DOCUMENT EXTRACT:
• • • • • • •
That businesses can have. And importantly, as we mentioned earlier, how businesses, you know, people who are starting these businesses will want to make an impact. They want to do something that is important in the world. I mean, one of the businesses I have been working with is founded by former Google.
Exactly or engineers really. And, and in the same way that Google makes information accessible to the world. They want to make available jobs accessible to the world and make that ubiquitous. Anyone who has a skill skillset can find anyone who needs that skillset. Like how amazing is that? That's just profound.
There's another company that I'm working with that is focused on mentorship and providing a software platform for mentors and mentees to meet digitally and really facilitate. The development process that takes place through mentorship, again, through a digital platform. And interestingly, that kind of platform is now being deployed to assist female entrepreneurs who, who can connect with more experienced, you know, young entrepreneurs connecting with folks who are more experienced, who may have had exits in their companies, et cetera.
So again, like such, you know, Sweeping applications. And this is what I mean about having meaning right. And doing something like these are incredibly high growth companies. They are taking on many new, you know, huge brands, huge companies that as their clients, but they're doing it out of a place of trying to make a difference in the world.
• • • • • • •
DATA UNDER STUDY:
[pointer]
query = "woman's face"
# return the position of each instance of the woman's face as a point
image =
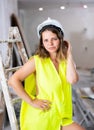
(50, 41)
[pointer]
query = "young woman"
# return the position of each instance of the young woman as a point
(49, 74)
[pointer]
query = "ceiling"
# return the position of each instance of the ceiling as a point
(41, 3)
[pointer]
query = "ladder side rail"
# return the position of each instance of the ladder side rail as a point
(9, 105)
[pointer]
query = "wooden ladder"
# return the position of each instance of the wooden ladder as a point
(16, 45)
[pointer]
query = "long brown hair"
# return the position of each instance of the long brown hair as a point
(62, 50)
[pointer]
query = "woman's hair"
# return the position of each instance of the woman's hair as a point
(62, 50)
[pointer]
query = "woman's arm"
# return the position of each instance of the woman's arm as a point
(72, 75)
(15, 81)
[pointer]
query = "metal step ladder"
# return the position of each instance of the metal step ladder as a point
(14, 44)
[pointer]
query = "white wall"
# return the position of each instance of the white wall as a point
(78, 25)
(7, 7)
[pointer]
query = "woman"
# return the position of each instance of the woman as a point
(49, 74)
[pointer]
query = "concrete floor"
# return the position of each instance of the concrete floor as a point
(85, 80)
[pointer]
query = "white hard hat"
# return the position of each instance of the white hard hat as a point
(52, 22)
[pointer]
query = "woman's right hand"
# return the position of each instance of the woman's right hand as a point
(41, 104)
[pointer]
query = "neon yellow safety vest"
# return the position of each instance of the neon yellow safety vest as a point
(52, 86)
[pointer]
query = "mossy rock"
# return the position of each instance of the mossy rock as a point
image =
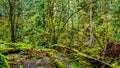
• • • • • • •
APPLY WHAT YOU READ:
[1] In the transcript about purpose-driven startups, rewrite the passage between "So again, like" and "difference in the world.", inclusive, replacing "clients" with "customers".
[2] Extend the transcript about purpose-driven startups past its final sentence.

ANSWERS:
[1]
So again, like such, you know, Sweeping applications. And this is what I mean about having meaning right. And doing something like these are incredibly high growth companies. They are taking on many new, you know, huge brands, huge companies that as their customers, but they're doing it out of a place of trying to make a difference in the world.

[2]
There's another company I'm working with that that wants to essentially give access. To folks who don't make a huge amount of money to be able to create a state plans and wills, something that most people don't do because of the expense of getting a lawyer You know, even if you don't have all this wealth, you still need to take care of your family in, in the event of your demise.
And so you want to be able to do that. And so how do you do that? So again, it's a fabulous idea. Digitally, you know, created using AI. There's so much opportunity and I happen to choose my, the people I work with based on them having this higher intention. So maybe that's why I have so many stores. Awesome.
[00:45:05] Lupe Feld: That's great. You know, I think it, it anchors with, you know, the consistent thread of, you know, your career as I saw you your career, you know, post AMEX, it's always been doing good, whether it was for a customer, for your people, for, for everything, and then aligning yourself with these small businesses, you know, and I think it's a great result of the great resignation, those people that are fed up with a culture that do want to change, you know, So deep within themselves and said, what can I do to make things better? And I think that's just a nice unintended consequence of, you know, COVID and all the things that happened over the last couple of years.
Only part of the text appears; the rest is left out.